Shop Products
Houzz Logo Print
ilovemytrees

For those of you who deal with rabbits, winter shrub protection ?

ilovemytrees
10 years ago

Do you fence them in, or cover them with shrub covers, or do you wrap them in burlap?

We got 4 inches of snow yesterday, so it's time now for us to make some choices... We have 2ft of fencing already up but that is a total joke in the winter considering we usually have 4 ft of snow in our yard for months on end..

Comments (22)

  • shadeyplace
    10 years ago

    what king of shrubs are you referring to? I would think some may not need any protection. My problem is mostly deer and I spray with liquid fence.

  • ken_adrian Adrian MI cold Z5
    10 years ago

    i would only worry about a SHRUB.... when it was a miniscule ... tiny.. single stem plant ... and even then.. it has dormant buds to take over.. should it be felled ...

    i can not.. contemplate ... protecting .. RUN THEM OVER WITH THE TRUCK SHRUBS... at 4 feet ...

    it would be simpler.. and more natural to my winter garden eye ... to do a little rejuvenation pruning in spring... should the rats with fuzzy tails... nibble at 4 feet ...

    i mean really now.. you are looking at 4 feet as a hurdle.. completely ignoring the fact.. that the first 4 feet of the shrub is protected by the snow itself ...

    at some point.. you have to let your plants go free range ... you cant be mothering them forever ...

    IMHO..no 4 foot shrub needs any protection ... period .... even a voracious deer couldnt kill a 4 foot shrub ...

    ken

  • laceyvail 6A, WV
    10 years ago

    Black plastic deer netting works great against deer and rabbits. Use clothespins to attach it.

  • ericwi
    10 years ago

    I have had some success with Plantskydd spray, on our blueberry shrubs, to prevent rabbit browsing in the winter. However, I have had to also put out a cup of dried corn kernels in the evening, which seems to help. The rabbits eat the corn, and they are not quite so hungry, and they tend to avoid the stinky blueberry tips. We have shrubs scattered around the yard, & it would be difficult to protect them all with fencing.

  • shadeyplace
    10 years ago

    that black plastic netting gets full of leaves and sticks and it is hard to remove in the spring...I absolutely despise it!

  • Chris_MI
    10 years ago

    I have one area especially where the rabbit like to hang out in the winter. So I chicken wire the my KO rose, otherwide they eat it to the ground.

○ ○ ○

• _What is expected_:
Summarize the discussion on winter shrub protection from rabbits in two sentences.

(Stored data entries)
○ ○ ○

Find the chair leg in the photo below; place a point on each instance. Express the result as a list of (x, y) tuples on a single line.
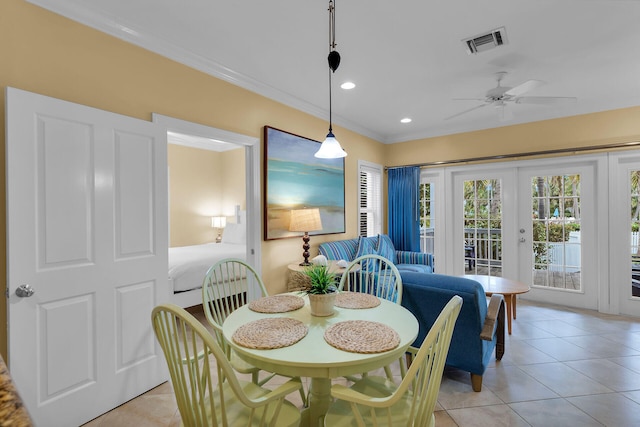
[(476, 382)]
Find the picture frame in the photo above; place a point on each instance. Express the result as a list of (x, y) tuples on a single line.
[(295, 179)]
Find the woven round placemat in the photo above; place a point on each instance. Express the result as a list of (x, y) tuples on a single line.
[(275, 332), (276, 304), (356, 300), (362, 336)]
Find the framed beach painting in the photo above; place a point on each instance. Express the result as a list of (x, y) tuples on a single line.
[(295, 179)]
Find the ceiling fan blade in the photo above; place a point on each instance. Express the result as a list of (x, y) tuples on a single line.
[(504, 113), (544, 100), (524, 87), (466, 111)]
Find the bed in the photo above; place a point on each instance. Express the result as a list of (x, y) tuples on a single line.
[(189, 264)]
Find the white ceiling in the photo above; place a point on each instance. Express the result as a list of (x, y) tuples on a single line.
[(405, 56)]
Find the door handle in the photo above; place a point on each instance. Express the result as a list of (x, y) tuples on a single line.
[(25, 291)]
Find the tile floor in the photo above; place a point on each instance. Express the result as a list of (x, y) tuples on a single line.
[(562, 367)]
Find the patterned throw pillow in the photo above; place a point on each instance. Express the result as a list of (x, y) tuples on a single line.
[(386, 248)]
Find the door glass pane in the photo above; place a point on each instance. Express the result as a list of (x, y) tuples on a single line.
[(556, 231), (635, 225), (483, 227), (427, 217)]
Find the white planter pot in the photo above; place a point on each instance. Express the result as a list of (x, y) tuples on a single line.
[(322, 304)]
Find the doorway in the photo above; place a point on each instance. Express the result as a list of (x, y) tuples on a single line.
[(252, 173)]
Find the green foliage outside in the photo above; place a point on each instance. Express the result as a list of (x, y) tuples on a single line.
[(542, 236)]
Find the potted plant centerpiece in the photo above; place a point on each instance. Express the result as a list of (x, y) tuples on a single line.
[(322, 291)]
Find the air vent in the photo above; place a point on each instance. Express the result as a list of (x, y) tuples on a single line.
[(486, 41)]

○ ○ ○

• _Answer to this exercise_:
A gardener who usually gets about 4 feet of snow for months asks whether others fence in their shrubs, use shrub covers, or wrap them in burlap to protect them from rabbits over winter. Replies include a view that no 4-foot shrub needs protection because snow shields its lower part, along with suggestions of black plastic deer netting, Plantskydd spray combined with dried corn put out in the evening, and chicken wire around a rose.